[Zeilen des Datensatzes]
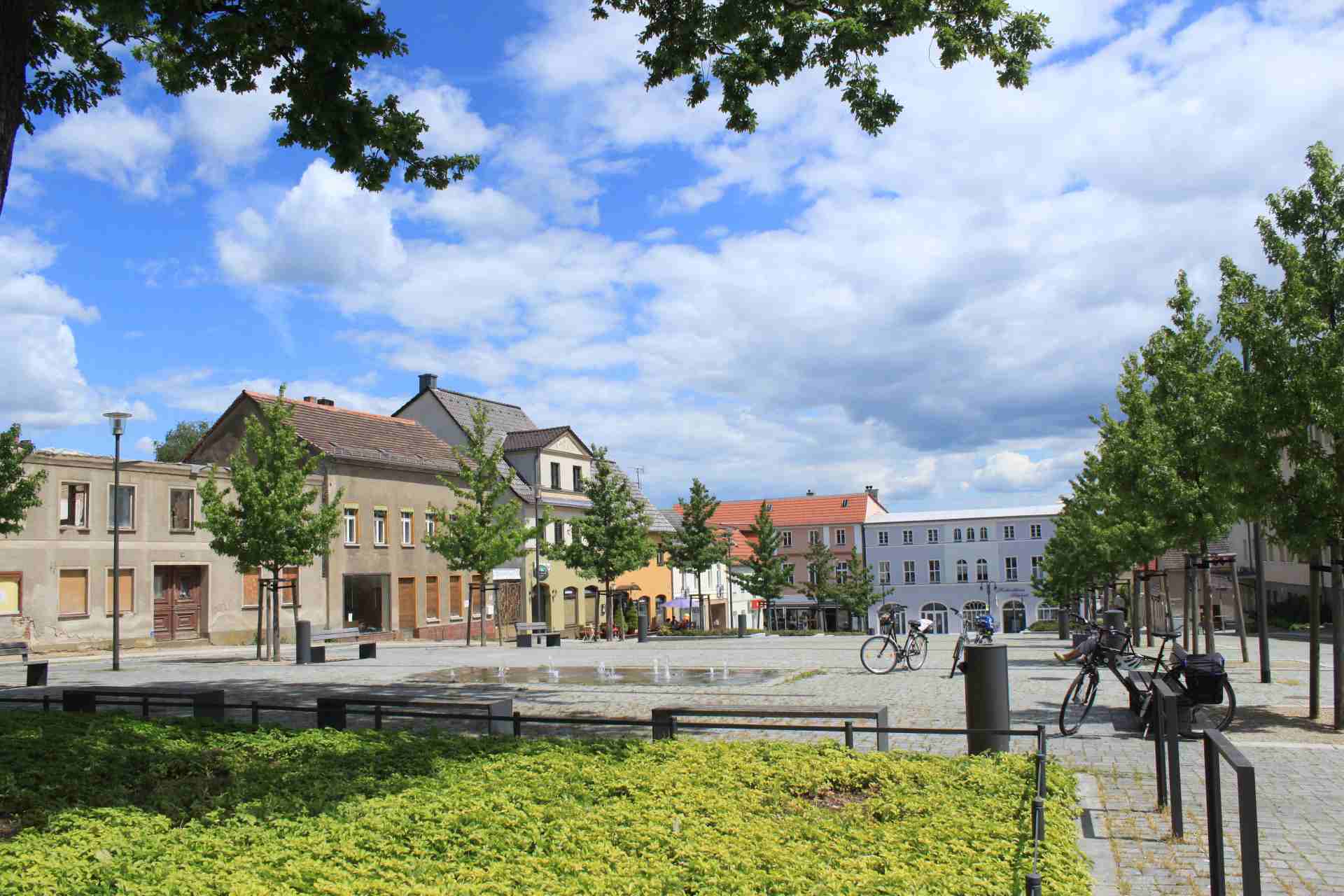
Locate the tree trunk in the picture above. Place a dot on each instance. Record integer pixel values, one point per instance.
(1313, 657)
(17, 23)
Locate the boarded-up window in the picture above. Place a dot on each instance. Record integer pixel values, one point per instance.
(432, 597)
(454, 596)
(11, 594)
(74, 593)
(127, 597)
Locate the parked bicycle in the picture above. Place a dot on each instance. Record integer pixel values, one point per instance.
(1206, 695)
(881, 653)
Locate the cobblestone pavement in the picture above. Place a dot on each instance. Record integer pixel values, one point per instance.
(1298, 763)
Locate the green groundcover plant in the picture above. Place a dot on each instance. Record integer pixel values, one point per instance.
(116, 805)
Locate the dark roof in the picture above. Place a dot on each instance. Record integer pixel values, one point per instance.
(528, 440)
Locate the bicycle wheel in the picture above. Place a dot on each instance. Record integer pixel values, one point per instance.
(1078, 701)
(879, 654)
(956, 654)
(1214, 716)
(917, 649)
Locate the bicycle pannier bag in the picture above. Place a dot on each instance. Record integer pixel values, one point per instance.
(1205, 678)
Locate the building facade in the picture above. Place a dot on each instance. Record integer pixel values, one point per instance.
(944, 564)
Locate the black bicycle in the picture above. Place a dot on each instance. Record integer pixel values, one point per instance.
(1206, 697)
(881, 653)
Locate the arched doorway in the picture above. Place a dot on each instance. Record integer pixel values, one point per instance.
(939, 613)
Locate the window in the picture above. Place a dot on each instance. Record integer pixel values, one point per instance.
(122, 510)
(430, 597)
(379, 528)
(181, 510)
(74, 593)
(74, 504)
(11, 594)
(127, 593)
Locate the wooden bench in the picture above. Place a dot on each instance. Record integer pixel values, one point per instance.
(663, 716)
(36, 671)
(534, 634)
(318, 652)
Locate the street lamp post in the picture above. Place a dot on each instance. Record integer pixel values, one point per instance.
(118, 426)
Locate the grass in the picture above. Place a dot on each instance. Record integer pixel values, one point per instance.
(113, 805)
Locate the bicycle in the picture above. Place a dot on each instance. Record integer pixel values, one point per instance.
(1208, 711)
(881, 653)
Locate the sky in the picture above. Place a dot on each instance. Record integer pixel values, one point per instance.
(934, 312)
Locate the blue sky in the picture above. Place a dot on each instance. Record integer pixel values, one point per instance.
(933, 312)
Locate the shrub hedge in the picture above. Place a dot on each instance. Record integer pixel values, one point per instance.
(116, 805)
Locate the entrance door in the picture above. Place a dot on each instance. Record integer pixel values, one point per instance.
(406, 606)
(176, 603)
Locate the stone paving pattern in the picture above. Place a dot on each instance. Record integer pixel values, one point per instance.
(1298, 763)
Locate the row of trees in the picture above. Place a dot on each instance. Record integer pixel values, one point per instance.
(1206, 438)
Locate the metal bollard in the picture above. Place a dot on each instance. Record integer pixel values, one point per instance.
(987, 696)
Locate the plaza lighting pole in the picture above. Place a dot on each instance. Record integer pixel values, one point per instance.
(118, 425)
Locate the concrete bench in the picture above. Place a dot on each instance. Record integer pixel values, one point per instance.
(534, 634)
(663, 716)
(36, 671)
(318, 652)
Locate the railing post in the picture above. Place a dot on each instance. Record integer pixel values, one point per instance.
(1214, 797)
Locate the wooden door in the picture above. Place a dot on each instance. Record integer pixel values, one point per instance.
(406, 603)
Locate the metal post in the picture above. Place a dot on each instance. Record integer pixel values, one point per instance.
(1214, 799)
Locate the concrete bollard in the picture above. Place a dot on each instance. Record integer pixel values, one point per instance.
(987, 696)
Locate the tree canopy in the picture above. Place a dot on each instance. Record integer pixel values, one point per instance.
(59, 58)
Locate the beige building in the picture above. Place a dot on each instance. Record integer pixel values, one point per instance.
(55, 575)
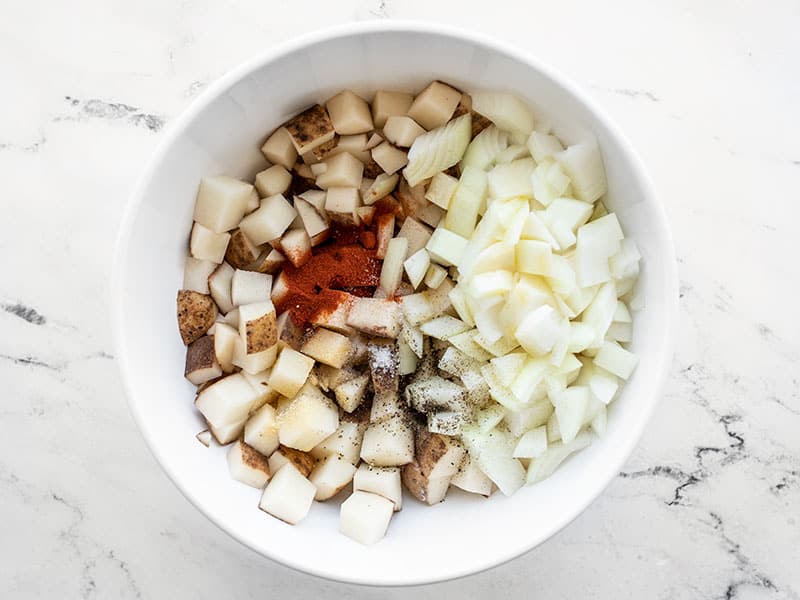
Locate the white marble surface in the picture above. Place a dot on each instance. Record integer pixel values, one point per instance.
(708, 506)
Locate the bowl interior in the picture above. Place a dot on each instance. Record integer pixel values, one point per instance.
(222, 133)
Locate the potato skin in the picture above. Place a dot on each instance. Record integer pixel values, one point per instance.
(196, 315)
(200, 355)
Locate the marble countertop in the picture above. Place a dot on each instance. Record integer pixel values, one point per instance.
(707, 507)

→ **Ihre Aufgabe**:
Schreiben Sie die Zeilen der Daten wortgetreu ab. Beginnen Sie mit der Zeile, die „Locate the railing“ enthält, und gehen Sie bis zum Ende der Daten, beide Enden eingeschlossen, wobei Sie die Bilder weglassen.

→ **Vollständige Antwort**:
Locate the railing post in the picture above. Place a dot on each instance. Record integer pixel values, one point per instance.
(1214, 797)
Locate the wooden door in the picture above. Place a dot on each instance. Record integer pixel values, one point per instance.
(406, 603)
Locate the metal post in the picture above. Place a dot on each instance. Record integer pixel values, one point per instance.
(1214, 799)
Locate the concrete bollard in the picture above. Place a dot on each instance. Record integer pixel values, one point per instance.
(987, 696)
Locate the tree canopy in the picture above. Place a dot on each instance. Record integer pixel values, one point per instance.
(59, 58)
Locate the beige building in the picture above. Place a dot on each instance. Record integer pixel values, one point per instance.
(55, 575)
Locate the white marble surface in the picture above. Place a dot on each instance. Record integer pixel values, one point per instance.
(708, 506)
Locate the bowl interior in the picture above. Place a dot on each instance. Record integer pixel values, one point per instance.
(222, 133)
Locate the potato skin in the picture above. Place a dot on each instance. Record integer pixel values, one point per instance.
(196, 315)
(200, 355)
Locate the marble countertop in the picture above. Place a dot on each instance. Record integer pixel values, one point per instance.
(707, 507)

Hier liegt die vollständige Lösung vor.